» **Document extract**
Nicole Alana Lazar (born December 14, 1966 in Washington, DC) is a statistician who holds triple citizenship as an American, Canadian, and Israeli. She is a professor of statistics at the University of Georgia, where she is acting head of the statistics department. Her research interests include empirical likelihood, functional neuroimaging, model selection and the history and sociology of statistics.

Lazar graduated magnum cum laude from Tel Aviv University in 1988.
After earning a master's degree in statistics from Stanford University in 1993, she completed her Ph.D. in 1996 at the University of Chicago, under the supervision of Per Mykland. She joined the Carnegie Mellon University faculty in 1996, and moved to Georgia in 2004. In 2015 she became editor-in-chief of The American Statistician.

She is the author of a book, The Statistical Analysis of Functional MRI Data (Springer, 2008).
One of her columns, "The Arts: Digitized, Quantified, and Analyzed", was selected for the anthology The Best Writing on Mathematics 2014.

» **Data for the task**

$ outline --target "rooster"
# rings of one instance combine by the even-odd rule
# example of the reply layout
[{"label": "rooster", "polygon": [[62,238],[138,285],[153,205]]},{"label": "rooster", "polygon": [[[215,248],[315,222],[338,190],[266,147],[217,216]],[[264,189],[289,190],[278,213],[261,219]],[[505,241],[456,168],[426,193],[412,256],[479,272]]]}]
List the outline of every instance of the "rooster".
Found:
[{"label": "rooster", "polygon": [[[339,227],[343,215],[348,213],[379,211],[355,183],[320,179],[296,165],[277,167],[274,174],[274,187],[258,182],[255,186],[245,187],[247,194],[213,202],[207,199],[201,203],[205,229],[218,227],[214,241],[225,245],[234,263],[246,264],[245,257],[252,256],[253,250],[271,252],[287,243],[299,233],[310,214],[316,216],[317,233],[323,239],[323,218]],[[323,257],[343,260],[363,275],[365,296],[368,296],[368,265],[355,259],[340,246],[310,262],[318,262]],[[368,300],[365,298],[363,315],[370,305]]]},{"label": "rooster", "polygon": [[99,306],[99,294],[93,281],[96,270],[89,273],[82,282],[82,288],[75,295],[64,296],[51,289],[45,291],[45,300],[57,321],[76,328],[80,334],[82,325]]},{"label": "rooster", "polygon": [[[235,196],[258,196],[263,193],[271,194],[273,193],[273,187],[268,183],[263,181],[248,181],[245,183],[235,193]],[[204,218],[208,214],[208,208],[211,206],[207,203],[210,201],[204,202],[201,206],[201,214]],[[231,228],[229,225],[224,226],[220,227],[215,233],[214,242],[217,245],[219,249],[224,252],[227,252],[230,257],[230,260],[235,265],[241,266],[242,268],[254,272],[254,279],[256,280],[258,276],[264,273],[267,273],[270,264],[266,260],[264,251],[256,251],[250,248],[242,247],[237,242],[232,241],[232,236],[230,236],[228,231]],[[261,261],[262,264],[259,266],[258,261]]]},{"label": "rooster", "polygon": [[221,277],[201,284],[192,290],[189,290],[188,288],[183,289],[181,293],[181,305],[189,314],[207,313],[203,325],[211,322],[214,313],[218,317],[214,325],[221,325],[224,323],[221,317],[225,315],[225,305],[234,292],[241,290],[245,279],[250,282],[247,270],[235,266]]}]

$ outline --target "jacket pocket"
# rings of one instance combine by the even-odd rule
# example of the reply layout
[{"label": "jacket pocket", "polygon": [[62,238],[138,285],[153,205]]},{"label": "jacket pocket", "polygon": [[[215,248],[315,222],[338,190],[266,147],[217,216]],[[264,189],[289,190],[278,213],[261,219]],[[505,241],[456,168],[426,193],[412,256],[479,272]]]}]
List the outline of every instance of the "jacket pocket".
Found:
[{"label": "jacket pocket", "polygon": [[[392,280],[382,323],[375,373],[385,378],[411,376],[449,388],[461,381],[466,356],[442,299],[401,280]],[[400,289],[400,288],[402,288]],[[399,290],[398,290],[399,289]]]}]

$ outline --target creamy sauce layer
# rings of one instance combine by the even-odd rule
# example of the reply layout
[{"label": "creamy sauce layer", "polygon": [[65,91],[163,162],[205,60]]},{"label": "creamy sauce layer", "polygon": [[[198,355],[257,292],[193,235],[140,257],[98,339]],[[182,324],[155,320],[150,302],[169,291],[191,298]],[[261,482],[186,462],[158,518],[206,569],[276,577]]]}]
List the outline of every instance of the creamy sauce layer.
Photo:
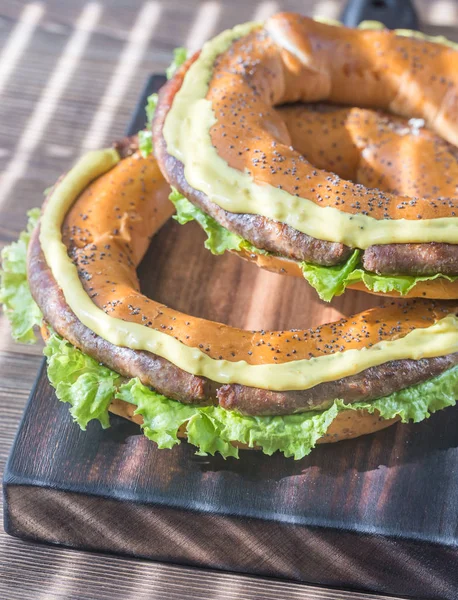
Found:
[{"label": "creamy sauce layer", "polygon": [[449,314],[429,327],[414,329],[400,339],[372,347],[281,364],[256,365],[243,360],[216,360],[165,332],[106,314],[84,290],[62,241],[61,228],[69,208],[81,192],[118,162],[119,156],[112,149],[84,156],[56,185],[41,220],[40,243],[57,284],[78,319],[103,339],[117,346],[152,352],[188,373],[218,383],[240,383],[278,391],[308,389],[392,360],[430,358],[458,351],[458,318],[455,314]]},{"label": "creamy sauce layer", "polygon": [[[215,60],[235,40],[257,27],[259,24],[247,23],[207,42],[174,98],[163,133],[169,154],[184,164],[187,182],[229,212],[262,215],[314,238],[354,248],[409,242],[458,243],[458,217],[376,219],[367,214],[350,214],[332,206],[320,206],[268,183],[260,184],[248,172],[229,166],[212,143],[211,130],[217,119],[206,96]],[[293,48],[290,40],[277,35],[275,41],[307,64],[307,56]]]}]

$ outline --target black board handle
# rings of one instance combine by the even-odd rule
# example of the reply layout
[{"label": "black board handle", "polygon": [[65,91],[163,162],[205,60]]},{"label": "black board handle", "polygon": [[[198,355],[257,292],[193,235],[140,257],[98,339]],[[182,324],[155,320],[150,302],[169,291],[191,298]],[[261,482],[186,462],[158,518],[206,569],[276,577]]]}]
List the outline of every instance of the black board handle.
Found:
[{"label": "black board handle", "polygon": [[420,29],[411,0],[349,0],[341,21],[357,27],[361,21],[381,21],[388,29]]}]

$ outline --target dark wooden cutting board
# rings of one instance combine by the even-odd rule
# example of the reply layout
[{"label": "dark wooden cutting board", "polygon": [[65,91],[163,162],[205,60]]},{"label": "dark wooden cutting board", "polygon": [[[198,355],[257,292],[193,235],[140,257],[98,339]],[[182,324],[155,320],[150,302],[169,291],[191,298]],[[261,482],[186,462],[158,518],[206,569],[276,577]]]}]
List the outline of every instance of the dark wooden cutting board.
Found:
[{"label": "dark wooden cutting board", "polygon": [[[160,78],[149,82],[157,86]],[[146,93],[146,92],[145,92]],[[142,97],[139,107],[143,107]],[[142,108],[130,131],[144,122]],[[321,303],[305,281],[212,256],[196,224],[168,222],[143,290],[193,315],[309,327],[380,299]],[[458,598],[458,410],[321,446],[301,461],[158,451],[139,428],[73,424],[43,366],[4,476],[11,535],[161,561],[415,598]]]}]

---

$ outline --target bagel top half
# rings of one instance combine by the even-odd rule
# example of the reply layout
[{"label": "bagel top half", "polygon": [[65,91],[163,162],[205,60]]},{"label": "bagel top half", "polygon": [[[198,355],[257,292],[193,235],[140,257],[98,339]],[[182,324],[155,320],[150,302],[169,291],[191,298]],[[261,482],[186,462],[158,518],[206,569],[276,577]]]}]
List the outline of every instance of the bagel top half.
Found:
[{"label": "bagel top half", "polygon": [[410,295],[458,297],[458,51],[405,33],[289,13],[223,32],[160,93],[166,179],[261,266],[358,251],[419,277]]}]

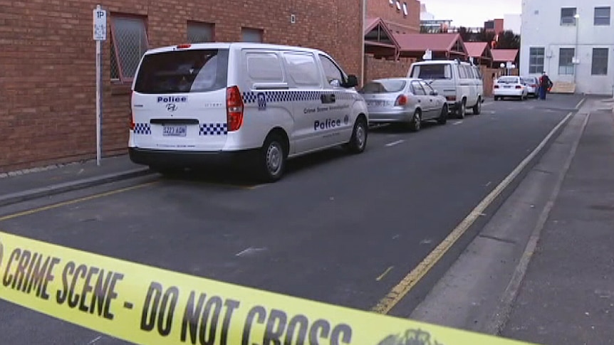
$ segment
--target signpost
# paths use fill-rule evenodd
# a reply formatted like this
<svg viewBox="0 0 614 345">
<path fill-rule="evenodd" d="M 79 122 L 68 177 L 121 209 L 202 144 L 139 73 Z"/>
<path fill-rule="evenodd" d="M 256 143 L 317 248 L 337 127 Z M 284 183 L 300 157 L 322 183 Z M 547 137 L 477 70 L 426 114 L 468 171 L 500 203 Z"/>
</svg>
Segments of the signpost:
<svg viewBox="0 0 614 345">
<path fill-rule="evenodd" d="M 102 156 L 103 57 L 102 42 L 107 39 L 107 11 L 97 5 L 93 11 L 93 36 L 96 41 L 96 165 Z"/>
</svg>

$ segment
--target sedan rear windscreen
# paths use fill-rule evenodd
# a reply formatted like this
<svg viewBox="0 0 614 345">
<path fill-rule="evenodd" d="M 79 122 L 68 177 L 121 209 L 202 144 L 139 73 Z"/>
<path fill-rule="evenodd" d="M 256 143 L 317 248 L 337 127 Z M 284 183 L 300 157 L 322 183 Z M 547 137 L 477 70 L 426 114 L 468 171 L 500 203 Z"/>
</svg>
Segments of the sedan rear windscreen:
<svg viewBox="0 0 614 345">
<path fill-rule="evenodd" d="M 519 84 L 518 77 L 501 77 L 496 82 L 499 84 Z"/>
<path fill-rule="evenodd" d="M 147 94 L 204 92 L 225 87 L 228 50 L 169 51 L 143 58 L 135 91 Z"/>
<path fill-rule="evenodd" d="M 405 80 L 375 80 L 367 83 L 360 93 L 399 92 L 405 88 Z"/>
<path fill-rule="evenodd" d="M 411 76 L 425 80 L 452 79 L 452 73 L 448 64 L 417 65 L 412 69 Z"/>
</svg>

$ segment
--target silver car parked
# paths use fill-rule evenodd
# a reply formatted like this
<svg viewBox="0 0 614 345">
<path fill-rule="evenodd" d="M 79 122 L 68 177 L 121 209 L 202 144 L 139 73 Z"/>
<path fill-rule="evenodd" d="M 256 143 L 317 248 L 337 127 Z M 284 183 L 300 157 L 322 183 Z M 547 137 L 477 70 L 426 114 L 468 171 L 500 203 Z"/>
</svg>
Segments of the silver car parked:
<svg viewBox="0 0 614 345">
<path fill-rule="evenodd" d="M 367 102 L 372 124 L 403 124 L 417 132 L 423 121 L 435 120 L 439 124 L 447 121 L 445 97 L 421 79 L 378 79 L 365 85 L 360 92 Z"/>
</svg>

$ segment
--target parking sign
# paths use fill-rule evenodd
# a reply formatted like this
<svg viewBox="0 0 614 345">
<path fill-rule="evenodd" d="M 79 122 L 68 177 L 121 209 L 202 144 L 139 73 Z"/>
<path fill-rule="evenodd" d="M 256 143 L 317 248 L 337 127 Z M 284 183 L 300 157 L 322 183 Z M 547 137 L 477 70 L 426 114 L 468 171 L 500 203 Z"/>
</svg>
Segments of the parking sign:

» **Short problem 1**
Name every university mentioned in the statistician's biography.
» **Short problem 2**
Show each line of the rows that contains the word "parked".
The statistician's biography and the rows have nothing to do with each other.

» **Final answer 1**
University of Georgia, Tel Aviv University, Stanford University, University of Chicago, Carnegie Mellon University

» **Final answer 2**
--target silver car parked
Segments of the silver car parked:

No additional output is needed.